GIVEN ENTRIES Start Marker

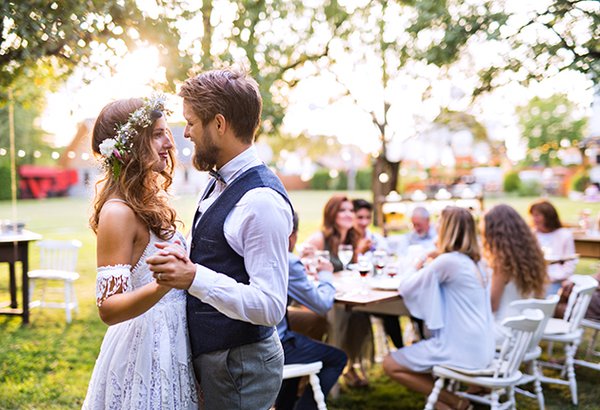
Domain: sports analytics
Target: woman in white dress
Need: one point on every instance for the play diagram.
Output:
(144, 360)
(516, 260)
(354, 328)
(451, 295)
(555, 240)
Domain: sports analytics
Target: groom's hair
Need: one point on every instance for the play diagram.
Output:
(229, 92)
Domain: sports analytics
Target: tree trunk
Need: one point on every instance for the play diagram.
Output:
(380, 189)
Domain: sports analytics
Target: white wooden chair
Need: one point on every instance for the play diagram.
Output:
(569, 332)
(503, 374)
(58, 260)
(591, 351)
(534, 352)
(311, 370)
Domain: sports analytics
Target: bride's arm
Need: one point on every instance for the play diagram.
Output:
(116, 234)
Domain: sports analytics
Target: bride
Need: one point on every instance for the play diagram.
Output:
(144, 360)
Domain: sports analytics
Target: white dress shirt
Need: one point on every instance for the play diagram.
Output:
(258, 229)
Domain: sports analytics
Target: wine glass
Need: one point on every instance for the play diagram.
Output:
(345, 253)
(322, 254)
(379, 260)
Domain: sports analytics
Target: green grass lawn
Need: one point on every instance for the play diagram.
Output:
(47, 364)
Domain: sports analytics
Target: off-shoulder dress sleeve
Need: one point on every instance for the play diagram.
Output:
(111, 280)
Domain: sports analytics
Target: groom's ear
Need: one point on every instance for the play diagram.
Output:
(220, 123)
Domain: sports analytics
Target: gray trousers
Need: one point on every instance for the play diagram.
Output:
(247, 377)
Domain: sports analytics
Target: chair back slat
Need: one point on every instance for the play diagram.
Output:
(522, 329)
(579, 299)
(547, 306)
(59, 255)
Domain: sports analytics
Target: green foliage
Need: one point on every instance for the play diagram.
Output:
(28, 137)
(364, 179)
(48, 364)
(58, 36)
(512, 182)
(5, 186)
(580, 181)
(530, 188)
(321, 180)
(545, 122)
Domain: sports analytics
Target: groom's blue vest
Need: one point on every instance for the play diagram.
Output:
(209, 329)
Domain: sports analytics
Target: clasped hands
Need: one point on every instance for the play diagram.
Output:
(171, 266)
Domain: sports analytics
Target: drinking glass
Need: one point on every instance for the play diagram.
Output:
(391, 270)
(345, 253)
(323, 254)
(364, 267)
(379, 260)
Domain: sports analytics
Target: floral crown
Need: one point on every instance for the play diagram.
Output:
(116, 150)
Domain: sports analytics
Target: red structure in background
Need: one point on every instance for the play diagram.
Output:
(42, 182)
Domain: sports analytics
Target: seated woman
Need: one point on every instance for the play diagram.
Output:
(354, 329)
(516, 259)
(451, 295)
(554, 240)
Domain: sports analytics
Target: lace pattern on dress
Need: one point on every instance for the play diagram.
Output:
(111, 280)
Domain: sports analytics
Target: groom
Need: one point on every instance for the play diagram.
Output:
(237, 271)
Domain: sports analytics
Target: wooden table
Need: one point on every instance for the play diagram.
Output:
(349, 297)
(15, 248)
(587, 246)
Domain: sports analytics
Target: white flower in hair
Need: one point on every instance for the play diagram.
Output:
(116, 150)
(107, 147)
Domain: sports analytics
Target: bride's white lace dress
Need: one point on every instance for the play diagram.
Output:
(144, 362)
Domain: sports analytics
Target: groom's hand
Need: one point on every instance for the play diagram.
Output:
(171, 267)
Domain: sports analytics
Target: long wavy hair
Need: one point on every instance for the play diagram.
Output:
(548, 211)
(143, 189)
(457, 233)
(512, 250)
(331, 232)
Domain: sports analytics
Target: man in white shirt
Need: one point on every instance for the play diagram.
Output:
(237, 271)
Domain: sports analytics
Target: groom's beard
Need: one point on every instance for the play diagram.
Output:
(206, 153)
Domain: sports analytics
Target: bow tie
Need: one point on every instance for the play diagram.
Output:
(217, 176)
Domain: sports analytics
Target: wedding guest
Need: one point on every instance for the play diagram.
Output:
(363, 217)
(555, 240)
(353, 328)
(423, 232)
(516, 260)
(451, 295)
(302, 349)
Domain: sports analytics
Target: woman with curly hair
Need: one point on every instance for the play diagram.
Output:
(555, 240)
(516, 259)
(354, 328)
(451, 294)
(144, 360)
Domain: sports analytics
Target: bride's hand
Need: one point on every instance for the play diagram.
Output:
(175, 249)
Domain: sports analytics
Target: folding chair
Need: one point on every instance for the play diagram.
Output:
(58, 260)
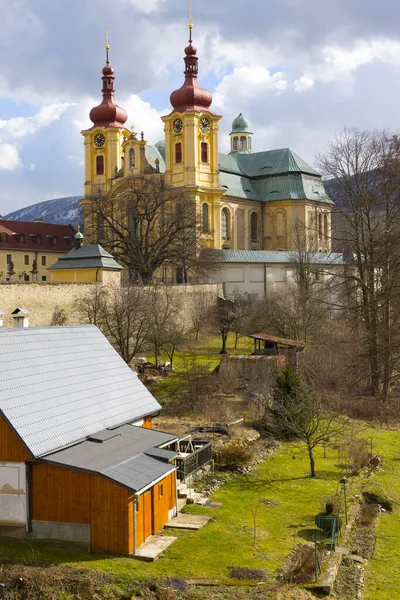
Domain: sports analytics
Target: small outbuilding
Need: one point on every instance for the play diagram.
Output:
(78, 457)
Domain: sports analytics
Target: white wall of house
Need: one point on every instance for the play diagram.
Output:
(12, 492)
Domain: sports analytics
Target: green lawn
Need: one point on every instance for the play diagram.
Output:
(382, 580)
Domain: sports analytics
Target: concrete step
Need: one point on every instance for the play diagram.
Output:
(194, 498)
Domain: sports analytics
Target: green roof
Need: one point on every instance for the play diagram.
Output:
(92, 256)
(271, 175)
(241, 125)
(278, 257)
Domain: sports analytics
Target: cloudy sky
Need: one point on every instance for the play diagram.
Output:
(300, 70)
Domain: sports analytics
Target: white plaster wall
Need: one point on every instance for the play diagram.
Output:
(12, 492)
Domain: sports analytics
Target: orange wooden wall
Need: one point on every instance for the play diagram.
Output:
(11, 448)
(152, 513)
(65, 495)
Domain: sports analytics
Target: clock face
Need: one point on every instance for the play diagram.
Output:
(99, 140)
(177, 125)
(204, 124)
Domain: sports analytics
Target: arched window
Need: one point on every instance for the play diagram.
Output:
(225, 224)
(204, 152)
(205, 218)
(178, 152)
(254, 227)
(131, 157)
(100, 165)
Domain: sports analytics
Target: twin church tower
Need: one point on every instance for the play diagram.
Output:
(245, 200)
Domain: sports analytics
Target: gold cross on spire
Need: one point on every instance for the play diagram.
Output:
(107, 45)
(190, 16)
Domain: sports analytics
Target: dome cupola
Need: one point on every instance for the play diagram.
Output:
(108, 114)
(191, 96)
(241, 135)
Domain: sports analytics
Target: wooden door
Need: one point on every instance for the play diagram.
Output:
(147, 515)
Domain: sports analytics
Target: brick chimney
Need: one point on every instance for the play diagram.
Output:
(20, 318)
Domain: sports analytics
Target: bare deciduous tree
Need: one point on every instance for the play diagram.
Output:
(364, 172)
(144, 223)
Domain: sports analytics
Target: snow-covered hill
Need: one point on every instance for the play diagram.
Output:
(64, 211)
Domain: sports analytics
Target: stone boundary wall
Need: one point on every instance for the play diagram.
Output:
(42, 298)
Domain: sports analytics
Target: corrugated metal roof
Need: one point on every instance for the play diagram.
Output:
(90, 256)
(130, 457)
(62, 384)
(277, 256)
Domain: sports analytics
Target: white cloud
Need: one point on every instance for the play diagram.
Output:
(245, 84)
(337, 64)
(146, 6)
(19, 127)
(9, 157)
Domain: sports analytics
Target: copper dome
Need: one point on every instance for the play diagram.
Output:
(108, 114)
(191, 96)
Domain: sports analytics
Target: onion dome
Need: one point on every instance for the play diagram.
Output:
(191, 96)
(108, 114)
(240, 125)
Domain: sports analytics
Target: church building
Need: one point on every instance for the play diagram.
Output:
(246, 201)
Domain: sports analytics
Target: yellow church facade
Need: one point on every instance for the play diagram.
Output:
(245, 200)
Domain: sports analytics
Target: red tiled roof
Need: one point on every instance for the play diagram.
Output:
(47, 231)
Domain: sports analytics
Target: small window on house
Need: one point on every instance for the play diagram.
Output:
(178, 152)
(225, 224)
(131, 157)
(204, 152)
(100, 165)
(205, 218)
(254, 227)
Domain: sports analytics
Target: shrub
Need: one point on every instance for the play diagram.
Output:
(359, 455)
(234, 455)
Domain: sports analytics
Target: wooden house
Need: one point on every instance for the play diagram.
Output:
(78, 457)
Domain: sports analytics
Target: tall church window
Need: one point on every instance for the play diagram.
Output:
(319, 225)
(178, 152)
(100, 165)
(204, 152)
(131, 157)
(254, 227)
(205, 218)
(225, 224)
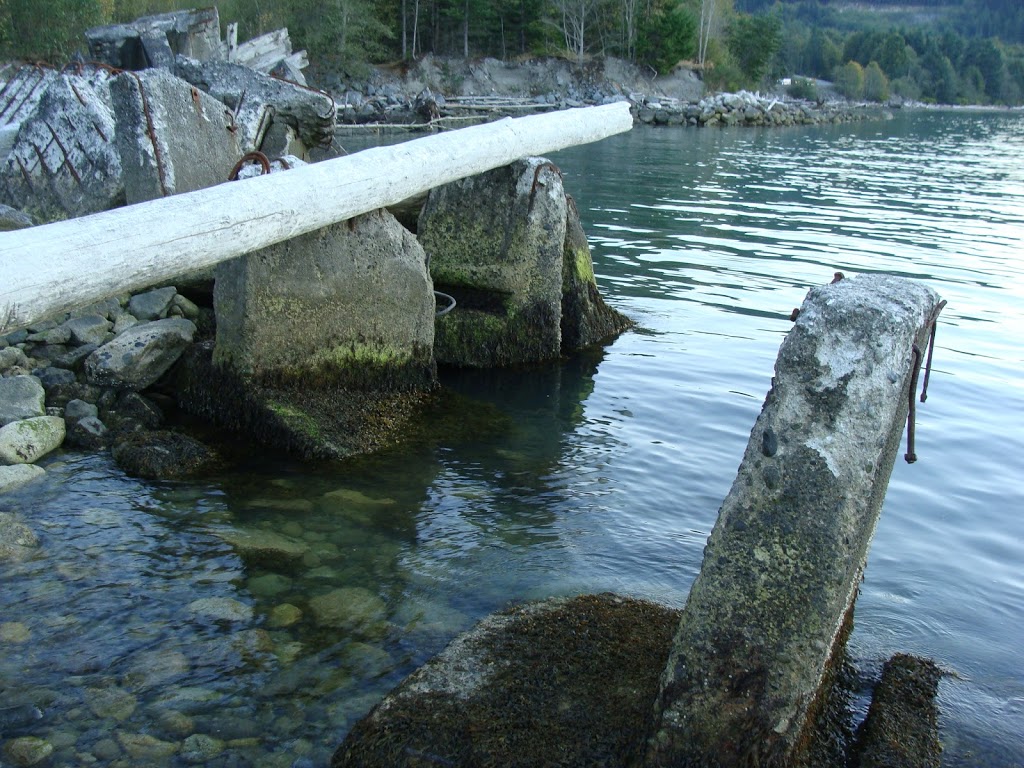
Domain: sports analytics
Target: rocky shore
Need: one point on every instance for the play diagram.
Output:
(448, 93)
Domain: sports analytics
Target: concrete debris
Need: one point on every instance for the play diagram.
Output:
(172, 137)
(258, 99)
(62, 162)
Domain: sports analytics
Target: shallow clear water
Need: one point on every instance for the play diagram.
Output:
(602, 473)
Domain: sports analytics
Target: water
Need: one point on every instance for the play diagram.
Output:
(603, 473)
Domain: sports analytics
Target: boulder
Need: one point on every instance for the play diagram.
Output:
(64, 163)
(171, 136)
(140, 355)
(20, 397)
(27, 440)
(162, 455)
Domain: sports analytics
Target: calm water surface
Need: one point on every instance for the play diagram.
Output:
(603, 473)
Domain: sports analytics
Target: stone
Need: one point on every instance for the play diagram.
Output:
(152, 305)
(351, 298)
(164, 126)
(781, 567)
(27, 440)
(77, 410)
(16, 475)
(64, 163)
(27, 751)
(11, 357)
(89, 329)
(264, 548)
(20, 397)
(14, 632)
(221, 609)
(11, 218)
(111, 704)
(254, 97)
(495, 243)
(350, 609)
(145, 750)
(200, 749)
(283, 615)
(162, 455)
(140, 355)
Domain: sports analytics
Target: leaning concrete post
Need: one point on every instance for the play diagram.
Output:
(782, 564)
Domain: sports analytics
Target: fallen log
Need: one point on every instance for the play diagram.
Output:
(68, 264)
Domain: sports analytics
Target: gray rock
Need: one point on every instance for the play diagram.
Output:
(11, 218)
(64, 163)
(152, 305)
(140, 355)
(160, 141)
(162, 455)
(20, 397)
(27, 440)
(17, 541)
(11, 357)
(252, 96)
(16, 475)
(77, 410)
(499, 238)
(88, 329)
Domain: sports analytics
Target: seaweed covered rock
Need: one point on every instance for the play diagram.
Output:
(508, 246)
(162, 455)
(901, 728)
(564, 682)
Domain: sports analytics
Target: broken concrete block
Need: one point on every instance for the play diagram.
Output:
(64, 163)
(495, 243)
(154, 41)
(172, 137)
(254, 98)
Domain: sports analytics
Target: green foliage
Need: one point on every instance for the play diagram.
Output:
(803, 88)
(48, 30)
(668, 37)
(876, 83)
(849, 80)
(753, 41)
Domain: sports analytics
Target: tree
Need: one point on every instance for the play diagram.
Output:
(753, 41)
(668, 37)
(876, 83)
(850, 80)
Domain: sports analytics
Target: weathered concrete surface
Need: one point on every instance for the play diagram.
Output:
(172, 137)
(355, 295)
(257, 99)
(902, 728)
(495, 242)
(154, 41)
(324, 342)
(64, 162)
(783, 562)
(565, 682)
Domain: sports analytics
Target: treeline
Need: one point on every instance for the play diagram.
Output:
(734, 43)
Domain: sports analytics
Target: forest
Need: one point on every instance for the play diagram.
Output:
(942, 51)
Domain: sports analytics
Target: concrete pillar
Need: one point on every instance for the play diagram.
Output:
(783, 562)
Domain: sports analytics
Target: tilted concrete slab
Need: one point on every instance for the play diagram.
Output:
(784, 560)
(62, 162)
(172, 137)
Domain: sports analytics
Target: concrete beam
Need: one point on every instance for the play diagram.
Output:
(46, 269)
(783, 562)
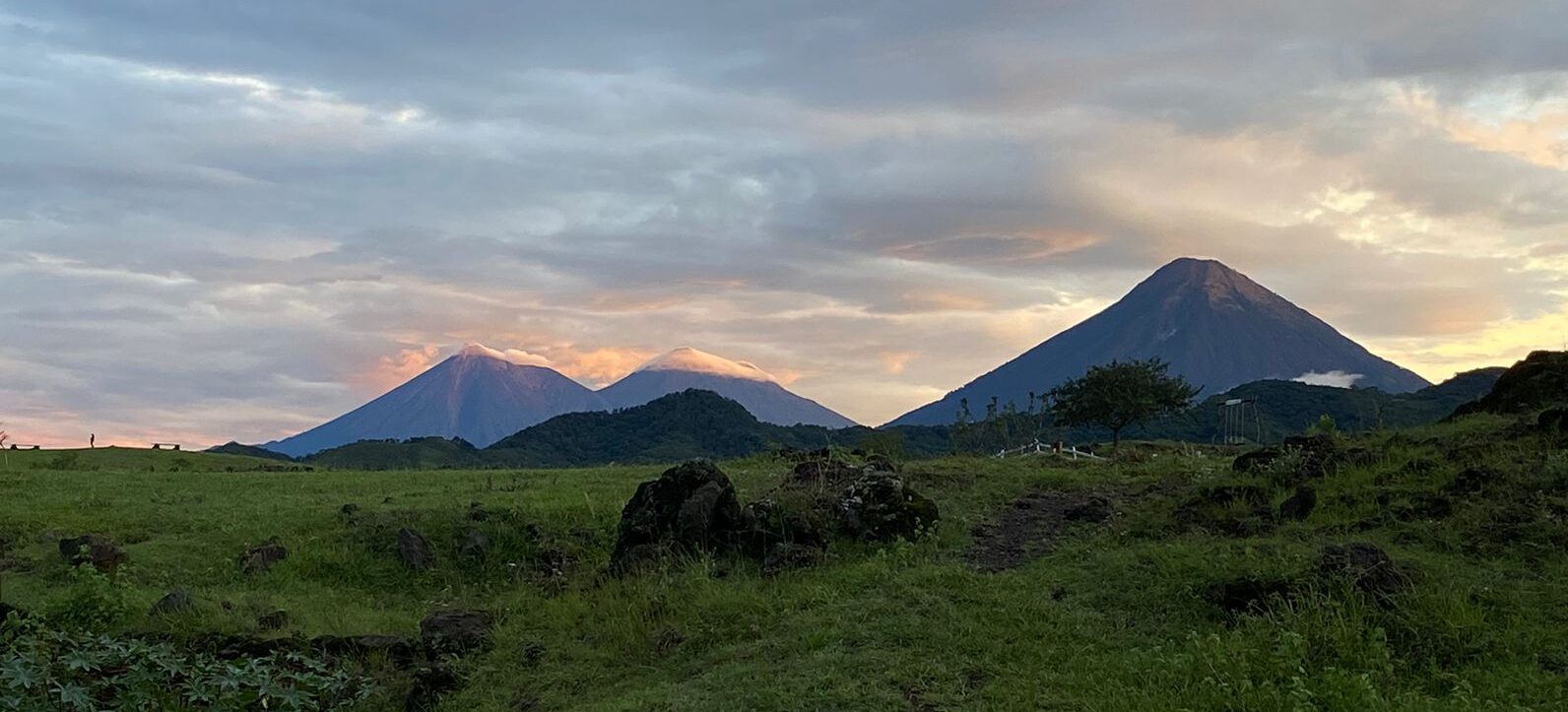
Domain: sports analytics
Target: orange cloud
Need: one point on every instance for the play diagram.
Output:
(894, 361)
(599, 365)
(391, 372)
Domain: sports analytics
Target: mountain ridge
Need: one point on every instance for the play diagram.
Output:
(477, 396)
(1214, 325)
(686, 369)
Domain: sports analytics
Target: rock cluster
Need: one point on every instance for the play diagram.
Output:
(693, 508)
(96, 550)
(261, 558)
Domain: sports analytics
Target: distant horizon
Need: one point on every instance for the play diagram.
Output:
(437, 354)
(217, 227)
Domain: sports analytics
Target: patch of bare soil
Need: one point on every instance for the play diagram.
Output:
(1032, 526)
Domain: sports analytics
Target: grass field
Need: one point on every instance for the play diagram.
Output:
(1114, 618)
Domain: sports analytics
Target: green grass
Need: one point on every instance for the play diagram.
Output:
(129, 460)
(1112, 619)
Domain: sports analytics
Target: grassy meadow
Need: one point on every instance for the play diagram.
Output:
(1109, 616)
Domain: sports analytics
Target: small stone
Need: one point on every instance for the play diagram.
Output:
(1366, 568)
(176, 601)
(1298, 505)
(476, 545)
(273, 621)
(413, 550)
(262, 557)
(457, 629)
(100, 552)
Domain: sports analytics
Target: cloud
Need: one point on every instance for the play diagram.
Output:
(217, 227)
(1335, 378)
(510, 355)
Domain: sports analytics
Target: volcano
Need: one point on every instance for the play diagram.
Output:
(757, 391)
(1212, 323)
(477, 396)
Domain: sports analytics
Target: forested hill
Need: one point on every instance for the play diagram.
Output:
(701, 423)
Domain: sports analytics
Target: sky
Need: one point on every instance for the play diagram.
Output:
(228, 220)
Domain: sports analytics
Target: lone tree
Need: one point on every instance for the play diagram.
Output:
(1120, 394)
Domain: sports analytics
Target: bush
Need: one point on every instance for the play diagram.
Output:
(82, 672)
(93, 601)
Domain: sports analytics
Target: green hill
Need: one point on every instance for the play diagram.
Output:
(402, 455)
(134, 460)
(701, 423)
(249, 450)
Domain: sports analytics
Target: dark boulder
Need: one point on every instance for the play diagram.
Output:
(261, 558)
(176, 601)
(880, 507)
(413, 550)
(1552, 421)
(455, 630)
(474, 545)
(98, 550)
(1256, 460)
(1228, 510)
(1536, 381)
(880, 463)
(688, 507)
(826, 473)
(786, 555)
(1416, 505)
(273, 621)
(1091, 510)
(1298, 505)
(1472, 481)
(430, 684)
(767, 523)
(1314, 455)
(1363, 566)
(1247, 595)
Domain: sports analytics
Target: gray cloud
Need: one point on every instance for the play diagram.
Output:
(225, 220)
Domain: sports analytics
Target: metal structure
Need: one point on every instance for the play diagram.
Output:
(1059, 449)
(1239, 419)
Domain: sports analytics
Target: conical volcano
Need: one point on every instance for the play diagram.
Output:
(687, 367)
(477, 396)
(1212, 323)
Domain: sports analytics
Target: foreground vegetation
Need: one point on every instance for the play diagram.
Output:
(1136, 611)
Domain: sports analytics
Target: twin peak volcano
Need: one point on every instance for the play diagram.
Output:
(1212, 323)
(484, 394)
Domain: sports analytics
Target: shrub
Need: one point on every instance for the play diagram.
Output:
(42, 669)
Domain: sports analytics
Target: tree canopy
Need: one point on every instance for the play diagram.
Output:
(1118, 394)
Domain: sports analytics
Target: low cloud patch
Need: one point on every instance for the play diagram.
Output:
(1335, 378)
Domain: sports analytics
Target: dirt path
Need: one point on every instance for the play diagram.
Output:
(1033, 524)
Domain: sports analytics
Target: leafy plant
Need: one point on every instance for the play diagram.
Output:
(1120, 394)
(93, 601)
(42, 669)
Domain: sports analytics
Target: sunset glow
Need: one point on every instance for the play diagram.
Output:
(217, 227)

GIVEN ENTRIES End Marker

■ TASK GOAL
Extract exactly and only the lines above from the line containing "Target: calm water surface" through the line containing "Target: concrete pillar", both end lines included.

■ SOLUTION TO THIS TASK
Target: calm water surface
Need: one point on every instance for the play diagram.
Output:
(603, 473)
Domain: sports analytics
Target: stone
Need: one point on every instance for the play diagram.
Output:
(152, 305)
(351, 298)
(164, 126)
(781, 567)
(27, 440)
(77, 410)
(16, 475)
(64, 163)
(27, 751)
(11, 357)
(89, 329)
(264, 548)
(20, 397)
(14, 632)
(221, 609)
(11, 218)
(111, 704)
(254, 97)
(495, 243)
(350, 609)
(145, 750)
(200, 749)
(283, 615)
(162, 455)
(140, 355)
Domain: sports analytics
Target: leaning concrete post
Need: one point on every instance for the play diagram.
Output:
(782, 564)
Domain: sports analytics
Target: fallen log
Need: one point on every instance for the play diagram.
Output:
(68, 264)
Domain: sports analytics
Target: gray rock
Need: one point on every instance for the play diagram.
Output:
(11, 218)
(64, 163)
(152, 305)
(140, 355)
(160, 141)
(162, 455)
(20, 397)
(27, 440)
(17, 541)
(11, 357)
(252, 96)
(16, 475)
(77, 410)
(499, 238)
(88, 329)
Domain: sports analytics
Target: seaweed covered rock
Need: one point on every instance for the play diagram.
Output:
(508, 246)
(162, 455)
(901, 728)
(564, 682)
Domain: sports analytics
Target: broken concrete block
Need: one point on every instance for the play diagram.
Output:
(64, 163)
(495, 243)
(154, 41)
(172, 137)
(254, 98)
Domain: sports analytics
Target: green foliage
Need: one point on every instance for the play diagram.
Output:
(803, 88)
(48, 30)
(668, 37)
(876, 83)
(849, 80)
(753, 41)
Domain: sports analytics
Target: tree
Need: one point on every instance for the play diagram.
Output:
(753, 41)
(668, 37)
(876, 83)
(850, 80)
Domain: sports analytics
Target: weathered concrete surface
Need: one point on every instance for the play diagram.
Output:
(172, 137)
(355, 295)
(257, 99)
(902, 728)
(495, 242)
(154, 41)
(324, 342)
(64, 162)
(783, 562)
(565, 682)
Domain: sports analytics
Target: treeline
Need: one point on every instance for the play diagram.
Output:
(734, 43)
Domain: sports analytics
Target: forest
Need: one point on every instance for the play diagram.
Output:
(942, 51)
Domain: sports analytics
Target: concrete pillar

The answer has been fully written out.